> **TASK BRIEF**:
Give every entry again, word for word and in full.

> **Object position labeling entries**:
========

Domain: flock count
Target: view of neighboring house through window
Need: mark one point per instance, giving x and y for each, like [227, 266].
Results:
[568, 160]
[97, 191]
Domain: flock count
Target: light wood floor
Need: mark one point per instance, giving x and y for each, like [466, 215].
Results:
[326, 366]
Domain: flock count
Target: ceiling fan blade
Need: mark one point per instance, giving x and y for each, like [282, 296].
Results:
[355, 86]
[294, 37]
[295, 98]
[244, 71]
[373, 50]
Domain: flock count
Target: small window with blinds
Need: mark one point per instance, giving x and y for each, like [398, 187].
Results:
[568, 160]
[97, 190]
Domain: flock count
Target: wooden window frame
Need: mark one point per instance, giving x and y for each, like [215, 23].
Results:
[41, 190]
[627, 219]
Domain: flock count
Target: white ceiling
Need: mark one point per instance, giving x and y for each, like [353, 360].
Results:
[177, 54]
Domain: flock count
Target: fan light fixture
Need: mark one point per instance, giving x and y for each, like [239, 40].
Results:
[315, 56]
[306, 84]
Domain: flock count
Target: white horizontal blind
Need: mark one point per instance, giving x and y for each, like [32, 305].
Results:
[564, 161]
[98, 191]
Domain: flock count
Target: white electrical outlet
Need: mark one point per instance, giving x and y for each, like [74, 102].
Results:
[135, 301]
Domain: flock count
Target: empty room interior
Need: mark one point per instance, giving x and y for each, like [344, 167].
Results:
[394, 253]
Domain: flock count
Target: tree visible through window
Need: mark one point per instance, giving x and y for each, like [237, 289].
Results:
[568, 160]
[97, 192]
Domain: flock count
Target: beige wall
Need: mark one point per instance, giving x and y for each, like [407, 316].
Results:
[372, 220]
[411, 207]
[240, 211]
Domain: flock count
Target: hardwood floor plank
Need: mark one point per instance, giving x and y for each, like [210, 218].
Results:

========

> **PROBLEM SOLUTION**:
Domain: flock count
Target: view of neighboring house through window
Need: mark one point per instance, giving x and y for each, like [227, 266].
Results:
[568, 160]
[97, 191]
Domain: flock count
Target: light wood floor
Need: mark one point per instance, giving x and y for each, like [466, 215].
Results:
[326, 366]
Domain: flock count
Target: ceiling fan blade
Need: mark one point per instance, giving x and y for each, like [282, 296].
Results:
[355, 86]
[294, 37]
[295, 98]
[244, 71]
[373, 50]
Domain: flock count
Target: small window with blinds
Need: mark one point per instance, giving x and y for each, like [398, 187].
Results:
[568, 160]
[97, 190]
Domain: flock count
Target: wooden window frame
Need: mark one point per instance, giving x and y for each, like [215, 23].
Results:
[41, 190]
[627, 219]
Domain: flock count
Target: white ceiling
Need: mark one point per instance, giving x and y for each, like [353, 360].
Results:
[177, 54]
Domain: flock count
Target: fan light fixture
Need: mark one point per instance, giving x and y for each, like [239, 40].
Results:
[315, 56]
[306, 84]
Domain: flock count
Target: white horizontal blind
Need: mark one point per instance, giving x and y for each, like [32, 305].
Results:
[564, 161]
[98, 191]
Domain: flock count
Target: white electrical outlet
Need: mark one point per instance, giving x and y for each, like [74, 102].
Results:
[135, 301]
Domain: flock count
Target: empty room interior
Need: mark one point per instance, giving x and y for each, like [344, 167].
Results:
[394, 253]
Domain: flock count
Target: tree visible through window
Need: mark one point per instance, giving x and y for each, like [237, 289].
Results:
[568, 160]
[97, 192]
Domain: flock count
Target: beige wall
Need: mark one point per instance, giving x and y for each, like [407, 316].
Results:
[372, 220]
[411, 207]
[240, 211]
Domain: flock count
Target: hardwood floor plank
Need: mark one point per instance, giving x and y for each, like [210, 218].
Results:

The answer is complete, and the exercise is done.